── Data provided ──

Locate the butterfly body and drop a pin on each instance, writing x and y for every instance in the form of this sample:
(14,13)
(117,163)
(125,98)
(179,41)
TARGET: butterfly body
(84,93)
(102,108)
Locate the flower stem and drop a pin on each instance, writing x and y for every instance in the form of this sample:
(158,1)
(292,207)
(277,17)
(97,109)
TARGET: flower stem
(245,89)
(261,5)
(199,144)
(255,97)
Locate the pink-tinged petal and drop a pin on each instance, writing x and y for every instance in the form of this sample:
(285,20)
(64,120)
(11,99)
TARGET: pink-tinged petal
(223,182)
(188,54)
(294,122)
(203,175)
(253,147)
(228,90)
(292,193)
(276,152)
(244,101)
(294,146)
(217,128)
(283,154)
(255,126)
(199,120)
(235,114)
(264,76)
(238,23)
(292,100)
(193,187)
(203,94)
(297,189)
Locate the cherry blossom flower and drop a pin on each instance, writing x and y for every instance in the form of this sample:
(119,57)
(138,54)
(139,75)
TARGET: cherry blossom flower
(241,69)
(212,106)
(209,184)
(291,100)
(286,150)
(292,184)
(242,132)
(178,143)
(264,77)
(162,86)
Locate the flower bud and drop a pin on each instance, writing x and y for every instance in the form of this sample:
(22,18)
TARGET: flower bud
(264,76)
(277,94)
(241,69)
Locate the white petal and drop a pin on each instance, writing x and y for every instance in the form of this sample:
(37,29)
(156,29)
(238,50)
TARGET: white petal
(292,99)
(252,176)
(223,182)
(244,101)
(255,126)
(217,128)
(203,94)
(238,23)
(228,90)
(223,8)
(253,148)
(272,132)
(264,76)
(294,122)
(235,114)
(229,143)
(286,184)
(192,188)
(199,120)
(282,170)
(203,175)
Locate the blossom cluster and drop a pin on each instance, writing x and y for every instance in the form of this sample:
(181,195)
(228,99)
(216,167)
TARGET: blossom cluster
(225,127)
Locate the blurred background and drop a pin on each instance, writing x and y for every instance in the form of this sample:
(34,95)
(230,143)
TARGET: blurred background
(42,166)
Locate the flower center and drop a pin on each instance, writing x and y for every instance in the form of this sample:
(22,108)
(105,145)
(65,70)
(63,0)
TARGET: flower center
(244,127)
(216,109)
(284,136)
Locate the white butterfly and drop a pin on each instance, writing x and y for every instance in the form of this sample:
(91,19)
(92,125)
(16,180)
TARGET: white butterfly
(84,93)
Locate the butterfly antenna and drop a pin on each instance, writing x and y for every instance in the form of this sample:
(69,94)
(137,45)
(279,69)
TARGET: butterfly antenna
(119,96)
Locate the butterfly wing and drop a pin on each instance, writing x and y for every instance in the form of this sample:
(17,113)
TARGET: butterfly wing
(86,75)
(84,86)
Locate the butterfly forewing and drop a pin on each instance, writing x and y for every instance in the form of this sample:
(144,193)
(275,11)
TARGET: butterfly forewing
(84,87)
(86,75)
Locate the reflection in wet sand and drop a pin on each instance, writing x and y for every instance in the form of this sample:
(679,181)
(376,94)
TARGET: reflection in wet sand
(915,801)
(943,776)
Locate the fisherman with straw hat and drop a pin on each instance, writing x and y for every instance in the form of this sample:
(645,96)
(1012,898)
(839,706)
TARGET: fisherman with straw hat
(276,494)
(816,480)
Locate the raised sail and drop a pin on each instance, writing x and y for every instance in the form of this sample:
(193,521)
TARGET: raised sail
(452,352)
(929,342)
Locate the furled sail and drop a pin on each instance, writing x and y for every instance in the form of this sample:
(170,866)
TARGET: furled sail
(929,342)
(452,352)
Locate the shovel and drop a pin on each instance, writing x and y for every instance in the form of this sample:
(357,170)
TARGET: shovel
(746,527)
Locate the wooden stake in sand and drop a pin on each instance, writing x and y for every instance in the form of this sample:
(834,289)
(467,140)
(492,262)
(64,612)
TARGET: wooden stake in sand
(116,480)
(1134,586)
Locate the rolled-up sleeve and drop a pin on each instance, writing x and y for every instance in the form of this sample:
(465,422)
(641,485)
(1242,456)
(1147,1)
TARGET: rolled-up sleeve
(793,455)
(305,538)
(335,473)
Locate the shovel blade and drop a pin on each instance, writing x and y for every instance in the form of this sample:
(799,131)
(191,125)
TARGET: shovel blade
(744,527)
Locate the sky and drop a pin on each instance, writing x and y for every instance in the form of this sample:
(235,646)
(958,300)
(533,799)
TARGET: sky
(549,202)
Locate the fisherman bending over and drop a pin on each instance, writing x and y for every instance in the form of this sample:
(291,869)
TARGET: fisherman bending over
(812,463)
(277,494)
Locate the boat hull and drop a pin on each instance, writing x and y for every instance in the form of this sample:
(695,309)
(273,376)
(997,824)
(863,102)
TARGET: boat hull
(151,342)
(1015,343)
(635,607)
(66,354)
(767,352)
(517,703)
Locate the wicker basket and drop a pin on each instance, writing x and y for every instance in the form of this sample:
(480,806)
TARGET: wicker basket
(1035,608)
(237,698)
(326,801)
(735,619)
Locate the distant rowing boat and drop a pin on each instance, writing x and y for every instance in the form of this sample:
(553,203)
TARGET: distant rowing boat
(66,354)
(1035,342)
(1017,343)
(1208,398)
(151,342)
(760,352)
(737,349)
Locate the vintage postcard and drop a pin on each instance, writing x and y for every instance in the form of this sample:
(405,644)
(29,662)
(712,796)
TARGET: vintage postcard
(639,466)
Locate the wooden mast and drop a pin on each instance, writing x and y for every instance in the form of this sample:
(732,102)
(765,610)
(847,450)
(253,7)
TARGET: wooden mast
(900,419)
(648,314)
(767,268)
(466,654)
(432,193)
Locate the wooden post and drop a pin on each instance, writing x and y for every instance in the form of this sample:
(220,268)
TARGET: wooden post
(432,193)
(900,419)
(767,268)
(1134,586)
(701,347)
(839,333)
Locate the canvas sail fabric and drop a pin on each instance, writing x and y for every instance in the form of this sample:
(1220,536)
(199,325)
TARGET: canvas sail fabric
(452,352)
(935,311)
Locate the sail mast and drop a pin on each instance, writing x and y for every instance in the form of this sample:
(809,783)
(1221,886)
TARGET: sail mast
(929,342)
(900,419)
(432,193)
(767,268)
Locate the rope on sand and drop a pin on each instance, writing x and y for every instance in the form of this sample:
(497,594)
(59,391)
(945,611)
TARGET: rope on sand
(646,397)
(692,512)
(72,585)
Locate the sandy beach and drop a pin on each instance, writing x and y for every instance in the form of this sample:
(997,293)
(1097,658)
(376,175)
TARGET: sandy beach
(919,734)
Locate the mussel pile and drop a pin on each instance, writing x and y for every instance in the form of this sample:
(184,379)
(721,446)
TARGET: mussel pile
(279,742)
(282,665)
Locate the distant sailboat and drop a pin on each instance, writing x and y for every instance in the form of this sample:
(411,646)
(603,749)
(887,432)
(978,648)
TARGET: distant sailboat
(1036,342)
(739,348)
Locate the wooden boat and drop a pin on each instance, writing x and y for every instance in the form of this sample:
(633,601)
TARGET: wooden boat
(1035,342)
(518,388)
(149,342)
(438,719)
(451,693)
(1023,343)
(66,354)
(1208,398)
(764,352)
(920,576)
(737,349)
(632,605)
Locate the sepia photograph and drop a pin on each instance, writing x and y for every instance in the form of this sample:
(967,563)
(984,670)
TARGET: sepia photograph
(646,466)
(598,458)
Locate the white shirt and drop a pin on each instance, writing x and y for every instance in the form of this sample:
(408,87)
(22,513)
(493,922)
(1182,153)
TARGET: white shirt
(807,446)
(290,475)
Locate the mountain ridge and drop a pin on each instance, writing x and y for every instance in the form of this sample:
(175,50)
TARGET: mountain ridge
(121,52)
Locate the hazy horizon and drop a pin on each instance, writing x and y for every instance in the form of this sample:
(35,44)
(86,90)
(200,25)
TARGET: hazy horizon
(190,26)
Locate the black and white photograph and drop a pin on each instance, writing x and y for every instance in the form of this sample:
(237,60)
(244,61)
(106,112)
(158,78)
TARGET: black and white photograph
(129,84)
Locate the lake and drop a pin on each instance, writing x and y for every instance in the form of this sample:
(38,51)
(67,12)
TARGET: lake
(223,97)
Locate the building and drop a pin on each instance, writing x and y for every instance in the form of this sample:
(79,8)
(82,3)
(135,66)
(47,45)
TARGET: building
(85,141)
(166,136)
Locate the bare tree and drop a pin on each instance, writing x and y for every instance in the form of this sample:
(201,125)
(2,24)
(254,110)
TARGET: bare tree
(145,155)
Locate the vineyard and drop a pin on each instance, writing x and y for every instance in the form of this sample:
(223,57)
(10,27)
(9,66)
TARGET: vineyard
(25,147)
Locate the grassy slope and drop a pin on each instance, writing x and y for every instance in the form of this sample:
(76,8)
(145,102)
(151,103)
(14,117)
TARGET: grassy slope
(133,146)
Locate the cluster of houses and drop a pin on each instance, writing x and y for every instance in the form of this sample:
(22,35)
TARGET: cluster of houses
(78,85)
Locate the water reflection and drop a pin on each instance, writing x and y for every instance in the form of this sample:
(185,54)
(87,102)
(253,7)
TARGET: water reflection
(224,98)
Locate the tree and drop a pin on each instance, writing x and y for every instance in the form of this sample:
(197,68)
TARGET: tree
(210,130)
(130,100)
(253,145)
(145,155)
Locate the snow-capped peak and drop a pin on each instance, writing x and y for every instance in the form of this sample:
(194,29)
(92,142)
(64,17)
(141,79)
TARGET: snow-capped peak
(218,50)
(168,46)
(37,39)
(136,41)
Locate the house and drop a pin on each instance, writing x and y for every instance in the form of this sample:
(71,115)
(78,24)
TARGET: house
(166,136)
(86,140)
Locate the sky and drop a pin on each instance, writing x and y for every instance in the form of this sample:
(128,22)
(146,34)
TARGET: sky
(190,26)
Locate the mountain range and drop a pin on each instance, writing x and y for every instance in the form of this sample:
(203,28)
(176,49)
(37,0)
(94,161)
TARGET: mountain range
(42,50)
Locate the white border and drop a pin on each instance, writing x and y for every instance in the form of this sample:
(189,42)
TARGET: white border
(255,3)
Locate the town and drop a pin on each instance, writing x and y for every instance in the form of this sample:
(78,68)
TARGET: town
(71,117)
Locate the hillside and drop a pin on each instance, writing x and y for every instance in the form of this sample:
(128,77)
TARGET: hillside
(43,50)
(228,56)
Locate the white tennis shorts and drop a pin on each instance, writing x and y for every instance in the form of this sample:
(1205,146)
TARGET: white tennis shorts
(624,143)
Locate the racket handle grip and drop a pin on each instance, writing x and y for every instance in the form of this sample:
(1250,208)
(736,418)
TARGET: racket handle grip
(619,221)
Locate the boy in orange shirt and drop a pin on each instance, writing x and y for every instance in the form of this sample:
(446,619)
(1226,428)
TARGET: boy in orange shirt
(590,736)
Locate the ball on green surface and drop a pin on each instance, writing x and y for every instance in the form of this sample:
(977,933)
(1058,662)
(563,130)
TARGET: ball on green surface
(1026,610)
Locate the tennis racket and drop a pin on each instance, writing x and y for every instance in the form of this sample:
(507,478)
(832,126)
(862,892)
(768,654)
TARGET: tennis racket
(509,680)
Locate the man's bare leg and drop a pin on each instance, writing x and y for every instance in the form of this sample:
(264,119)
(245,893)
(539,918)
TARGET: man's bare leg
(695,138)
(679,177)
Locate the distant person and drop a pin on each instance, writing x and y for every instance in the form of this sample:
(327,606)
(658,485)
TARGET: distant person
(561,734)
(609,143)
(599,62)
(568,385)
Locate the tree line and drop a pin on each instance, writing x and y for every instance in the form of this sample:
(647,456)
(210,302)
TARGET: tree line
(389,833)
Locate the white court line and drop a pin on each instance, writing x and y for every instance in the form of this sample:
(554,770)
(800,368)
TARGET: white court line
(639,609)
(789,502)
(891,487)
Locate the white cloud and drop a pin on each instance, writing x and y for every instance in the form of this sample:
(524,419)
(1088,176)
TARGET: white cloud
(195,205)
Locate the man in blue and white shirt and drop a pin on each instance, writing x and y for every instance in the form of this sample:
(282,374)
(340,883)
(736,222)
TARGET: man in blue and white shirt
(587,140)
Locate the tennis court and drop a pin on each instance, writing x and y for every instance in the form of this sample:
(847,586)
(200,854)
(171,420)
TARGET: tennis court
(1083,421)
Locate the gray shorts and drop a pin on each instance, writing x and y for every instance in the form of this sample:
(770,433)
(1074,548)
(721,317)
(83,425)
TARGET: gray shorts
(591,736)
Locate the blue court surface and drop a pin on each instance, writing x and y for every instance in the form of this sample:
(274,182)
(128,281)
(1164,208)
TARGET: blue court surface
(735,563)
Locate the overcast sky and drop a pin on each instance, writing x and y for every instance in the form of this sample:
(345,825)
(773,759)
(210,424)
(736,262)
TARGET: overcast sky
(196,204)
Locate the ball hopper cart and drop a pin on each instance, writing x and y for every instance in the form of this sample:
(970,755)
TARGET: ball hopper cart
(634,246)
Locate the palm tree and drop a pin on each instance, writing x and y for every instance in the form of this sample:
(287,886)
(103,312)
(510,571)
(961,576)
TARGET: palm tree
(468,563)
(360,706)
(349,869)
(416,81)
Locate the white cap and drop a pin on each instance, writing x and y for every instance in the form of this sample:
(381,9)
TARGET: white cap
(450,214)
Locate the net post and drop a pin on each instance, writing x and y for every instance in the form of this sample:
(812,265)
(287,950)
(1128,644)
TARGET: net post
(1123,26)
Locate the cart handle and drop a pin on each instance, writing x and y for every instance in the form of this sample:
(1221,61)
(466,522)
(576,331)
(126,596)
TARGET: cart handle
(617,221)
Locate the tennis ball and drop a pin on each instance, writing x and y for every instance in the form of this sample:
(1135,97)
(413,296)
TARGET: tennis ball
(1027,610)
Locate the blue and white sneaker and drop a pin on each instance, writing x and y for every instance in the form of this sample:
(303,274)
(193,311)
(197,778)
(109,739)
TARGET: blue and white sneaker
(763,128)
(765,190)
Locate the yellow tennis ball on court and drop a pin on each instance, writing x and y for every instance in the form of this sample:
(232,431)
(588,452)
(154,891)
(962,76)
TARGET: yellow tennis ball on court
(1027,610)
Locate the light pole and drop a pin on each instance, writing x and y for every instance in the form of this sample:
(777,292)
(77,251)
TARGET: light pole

───

What needs to be done:
Across the records above, show each line containing the word "pole".

Finished exercise:
Locate the light pole and drop a pin on each instance, writing x and y for every instance in the form of this sample:
TARGET: light pole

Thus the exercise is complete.